**DIRECTIONS FOR THIS TASK**
Type out the complete listing below word for word, without its pictures.

**GIVEN RECORDS**
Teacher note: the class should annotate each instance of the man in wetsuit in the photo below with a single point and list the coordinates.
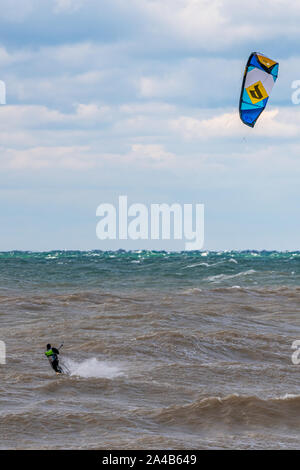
(52, 354)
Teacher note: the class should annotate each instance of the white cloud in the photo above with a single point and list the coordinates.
(270, 124)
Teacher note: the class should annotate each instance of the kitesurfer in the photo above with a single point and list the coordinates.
(52, 354)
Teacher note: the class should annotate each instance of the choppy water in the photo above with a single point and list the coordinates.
(165, 350)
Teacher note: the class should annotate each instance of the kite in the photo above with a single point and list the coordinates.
(259, 78)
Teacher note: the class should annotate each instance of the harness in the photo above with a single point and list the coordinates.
(51, 355)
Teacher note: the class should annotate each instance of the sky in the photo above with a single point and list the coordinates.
(140, 98)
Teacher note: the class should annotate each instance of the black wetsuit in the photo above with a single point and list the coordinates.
(53, 359)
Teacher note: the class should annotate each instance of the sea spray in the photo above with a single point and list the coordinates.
(90, 368)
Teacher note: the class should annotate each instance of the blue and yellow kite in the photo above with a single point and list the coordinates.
(259, 78)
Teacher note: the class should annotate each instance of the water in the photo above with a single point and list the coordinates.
(164, 350)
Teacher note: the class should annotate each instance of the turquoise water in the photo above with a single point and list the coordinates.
(147, 269)
(186, 350)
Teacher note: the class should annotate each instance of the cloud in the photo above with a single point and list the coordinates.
(227, 125)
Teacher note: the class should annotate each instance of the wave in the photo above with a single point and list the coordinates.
(91, 368)
(234, 411)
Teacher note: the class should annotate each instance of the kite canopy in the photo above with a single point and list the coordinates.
(259, 78)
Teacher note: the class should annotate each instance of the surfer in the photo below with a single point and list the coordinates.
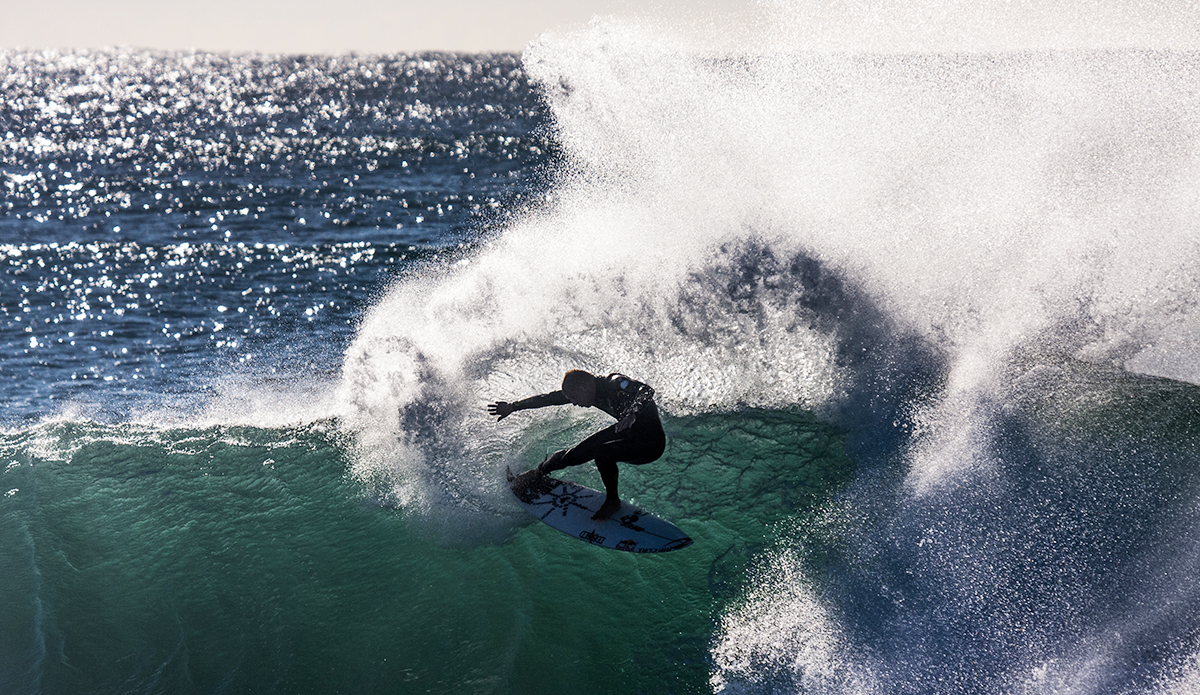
(636, 437)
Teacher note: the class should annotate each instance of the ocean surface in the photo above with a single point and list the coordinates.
(923, 329)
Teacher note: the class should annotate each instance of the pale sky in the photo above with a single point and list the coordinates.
(508, 25)
(304, 25)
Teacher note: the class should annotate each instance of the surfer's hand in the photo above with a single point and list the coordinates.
(501, 409)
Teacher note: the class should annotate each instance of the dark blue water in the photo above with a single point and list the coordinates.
(900, 312)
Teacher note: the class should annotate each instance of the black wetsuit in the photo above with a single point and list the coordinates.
(641, 443)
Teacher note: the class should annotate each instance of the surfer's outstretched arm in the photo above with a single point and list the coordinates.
(503, 408)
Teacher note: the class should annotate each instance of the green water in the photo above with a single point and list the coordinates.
(235, 559)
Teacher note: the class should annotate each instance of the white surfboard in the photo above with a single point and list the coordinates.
(569, 507)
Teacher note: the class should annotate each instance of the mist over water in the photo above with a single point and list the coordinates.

**TASK RESULT**
Teacher note: the class should annotate each instance of the man in wetsuit in the photo below with a single point and list the coordinates.
(52, 354)
Teacher note: the class should annotate each instance of the white cloud in the photo above with a single point and list the coordinates.
(270, 124)
Teacher note: the class should annotate each instance of the kitesurfer in the photo above with a single point and list the coordinates.
(52, 354)
Teacher note: the class should annotate each instance of the choppy water in the photo above with a single point and list the coordinates.
(165, 350)
Teacher note: the class should annotate each instance of the kite in the photo above with a single point and list the coordinates.
(259, 78)
Teacher note: the class should annotate each instance of the harness in the photo above with a single point and list the coordinates.
(51, 355)
Teacher note: the class should annotate each instance of the sky in the photo above with a single point and list the coordinates.
(140, 98)
Teacher note: the class should annotate each instance of the black wetsuit in the photo above with a single point and list the coordinates.
(53, 359)
Teacher note: the class should annotate each instance of the sea spray in the photo above with a single point and list the coordinates.
(90, 368)
Teacher note: the class should annotate each instance of the blue and yellow kite in the photo above with a single point and list the coordinates.
(259, 78)
Teacher note: the class should annotate each instance of the water in the photo above with a single point and list the coordinates.
(164, 350)
Teacher note: the class should annotate each instance of the turquoise water in the photo above with a single point and list the coordinates.
(147, 269)
(186, 350)
Teacher note: the class should annotate each instance of the cloud in the photo above with a single point and list the coordinates.
(227, 125)
Teacher note: the class should annotate each instance of the wave in the photo above with a single point and list the coordinates.
(91, 368)
(234, 411)
Teacher note: the class should annotate each instance of the kite canopy in the photo above with a single point and list the coordinates.
(259, 78)
Teacher note: the class should annotate each instance of the surfer in the photo below with a single point and list the coordinates.
(636, 437)
Teacher note: the class should annotate each instance of the ocean surface in the photo above with a single point and list the coordinates.
(923, 329)
Teacher note: the class should annotate each instance of the pale sky in the photo above with a single point and list the coordinates.
(508, 25)
(304, 25)
Teacher note: the class should annotate each instance of the surfer's hand in the photo above with a single point and list the coordinates.
(501, 409)
Teacher note: the class should annotate each instance of the dark blue water in the photo above with a single point and list the coordinates.
(900, 312)
Teacher note: the class should annotate each instance of the black wetsuit in the photo above with a single point and list the coordinates.
(641, 443)
Teacher note: the class should annotate each instance of the surfer's outstretched arm in the photo above with a single point and list the coordinates.
(503, 408)
Teacher note: the class should annotate each instance of the green water in the photo above with a single point and list the coordinates.
(235, 559)
Teacher note: the class should annotate each instance of the white surfboard in the photo above with a single point and list the coordinates.
(569, 507)
Teacher note: the class should annotate each instance of the mist over water in the photo above with a single point and list the coordinates.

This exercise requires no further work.